* Start RECORDS *

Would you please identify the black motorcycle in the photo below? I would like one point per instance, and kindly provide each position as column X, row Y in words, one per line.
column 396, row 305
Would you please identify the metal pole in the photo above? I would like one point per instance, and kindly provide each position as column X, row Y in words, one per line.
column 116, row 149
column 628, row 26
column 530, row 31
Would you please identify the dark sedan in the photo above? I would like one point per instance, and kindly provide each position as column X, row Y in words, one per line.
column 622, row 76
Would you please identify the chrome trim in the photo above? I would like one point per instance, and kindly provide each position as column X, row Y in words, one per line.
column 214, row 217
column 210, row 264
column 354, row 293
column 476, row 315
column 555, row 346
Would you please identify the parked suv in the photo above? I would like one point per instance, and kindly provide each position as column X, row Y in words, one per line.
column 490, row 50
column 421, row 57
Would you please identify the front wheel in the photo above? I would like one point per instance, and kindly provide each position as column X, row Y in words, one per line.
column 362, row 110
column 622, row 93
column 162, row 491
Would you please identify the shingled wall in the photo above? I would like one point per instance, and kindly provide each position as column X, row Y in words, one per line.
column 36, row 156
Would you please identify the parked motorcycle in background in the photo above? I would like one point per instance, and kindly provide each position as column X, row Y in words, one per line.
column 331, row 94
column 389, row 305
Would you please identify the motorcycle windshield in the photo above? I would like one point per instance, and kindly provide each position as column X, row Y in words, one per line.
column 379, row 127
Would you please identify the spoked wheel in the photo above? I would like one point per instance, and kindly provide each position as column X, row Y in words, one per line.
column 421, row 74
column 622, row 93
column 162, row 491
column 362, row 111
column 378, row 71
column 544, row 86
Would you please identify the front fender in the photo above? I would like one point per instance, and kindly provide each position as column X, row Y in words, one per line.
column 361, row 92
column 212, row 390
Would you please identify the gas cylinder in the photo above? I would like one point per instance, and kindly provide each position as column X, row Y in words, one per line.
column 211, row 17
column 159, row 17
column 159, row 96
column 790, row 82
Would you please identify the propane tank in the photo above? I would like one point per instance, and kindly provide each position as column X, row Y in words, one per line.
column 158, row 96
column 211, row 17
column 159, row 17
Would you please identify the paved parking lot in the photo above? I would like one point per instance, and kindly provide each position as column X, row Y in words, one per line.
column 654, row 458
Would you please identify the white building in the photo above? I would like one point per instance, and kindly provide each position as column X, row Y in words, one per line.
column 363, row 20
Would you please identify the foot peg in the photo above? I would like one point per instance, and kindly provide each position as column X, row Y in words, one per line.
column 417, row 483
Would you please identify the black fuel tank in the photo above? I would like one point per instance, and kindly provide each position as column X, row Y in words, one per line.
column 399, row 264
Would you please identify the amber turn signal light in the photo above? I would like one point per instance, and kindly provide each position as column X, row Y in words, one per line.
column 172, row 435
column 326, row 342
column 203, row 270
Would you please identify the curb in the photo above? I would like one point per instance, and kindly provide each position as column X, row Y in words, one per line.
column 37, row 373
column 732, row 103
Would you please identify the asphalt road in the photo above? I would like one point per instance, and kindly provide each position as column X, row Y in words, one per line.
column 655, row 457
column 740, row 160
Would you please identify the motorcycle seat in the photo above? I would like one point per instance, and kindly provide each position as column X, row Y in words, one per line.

* End RECORDS *

- THE REQUEST -
Output every line of the data above as a numbered list, skipping any blank lines.

- EXERCISE ANSWER -
1. Would you please identify the black motorcycle in the photo below? I would like one point per instance, and kindly provide each position as column X, row Y in words, one per line.
2. column 396, row 305
3. Would you please identify the metal pole in the photo above? I would like one point per instance, and kindly provide each position as column X, row Y in words, one per line.
4. column 116, row 149
5. column 628, row 26
6. column 530, row 31
7. Would you please identify the dark sedan in the photo above? I would like one point per instance, and kindly provide each position as column X, row Y in words, one per line.
8. column 622, row 76
9. Would you please identify the chrome trim in the photo above? I would like one point per instance, and kindly provide each position as column X, row Y in words, one per line.
10. column 214, row 217
11. column 210, row 264
12. column 354, row 293
13. column 476, row 315
14. column 555, row 346
15. Would you please identify the parked suv in the photo above? I would like one point per instance, and kindly provide each position as column X, row Y in words, one per line.
16. column 490, row 50
17. column 421, row 57
18. Would you please identify the front wheel in the photo above? I would like one point per instance, and kindly provide each position as column X, row Y in words, one per line.
19. column 362, row 110
20. column 622, row 93
21. column 162, row 491
22. Would you please identify the shingled wall in the photo above? I would like one point per instance, and kindly provide each position as column X, row Y in words, one per line.
23. column 36, row 156
24. Would you please identify the parked motorcycle in background in the photo above? I would like one point per instance, and kindly provide each position as column X, row Y in words, one per line.
25. column 331, row 94
26. column 389, row 305
27. Would you please identify the motorcycle windshield in the photo above? I would like one point per instance, and kindly provide each position as column X, row Y in words, one per line.
28. column 379, row 127
29. Would you please identify the spoked wheel in the photo above? I would like one point per instance, and kindly provide each position as column X, row Y in words, one per line.
30. column 421, row 74
31. column 622, row 93
32. column 162, row 491
33. column 362, row 111
34. column 378, row 71
35. column 544, row 86
36. Would you please identify the front fender in the photo above? I would like one point per instance, and kindly provide each position as column X, row Y in words, one per line.
37. column 361, row 92
38. column 212, row 390
39. Would you please identify the gas cylinder in the photo above? I would like one point per instance, and kindly provide each position as column X, row Y in words, one per line.
40. column 211, row 17
41. column 159, row 17
42. column 159, row 96
43. column 790, row 82
44. Would you please identify the propane tank in the photo above? I would like one point per instance, and kindly provide each position as column X, row Y in words, one per line.
45. column 158, row 96
46. column 211, row 17
47. column 159, row 17
48. Would you please identify the paved parking lot in the photo above? I would like one point per instance, and kindly provide each position as column X, row Y in words, one per line.
49. column 654, row 458
50. Would you please identify the white building in the photo above? I would like one point per instance, and kindly provide each position as column X, row Y in words, one per line.
51. column 363, row 20
52. Would you please identify the foot peg in the photo above? I would like one point per instance, and kindly provide each position as column X, row Y in words, one per line.
53. column 417, row 483
54. Would you please identify the black fuel tank in the photo above? I would like one point per instance, and kindly provide each position as column X, row Y in words, one per line.
55. column 399, row 264
56. Would you please identify the amber turn signal light in the photo above? I would like one point per instance, and kindly provide each position as column X, row Y in words, one per line.
57. column 172, row 435
58. column 326, row 342
59. column 203, row 270
60. Would you please identify the curb in the photo above? I would like one point per instance, and kindly provide each position as column X, row Y in words, one per line.
61. column 37, row 373
62. column 732, row 103
63. Would you please identify the asphalt road in the photo above? I would like one point per instance, and kindly provide each position as column X, row Y in words, one per line.
64. column 655, row 457
65. column 740, row 160
66. Would you please identify the motorcycle seat in the photo above? I would like one point per instance, and kindly provide each position as column X, row Y in words, one per line.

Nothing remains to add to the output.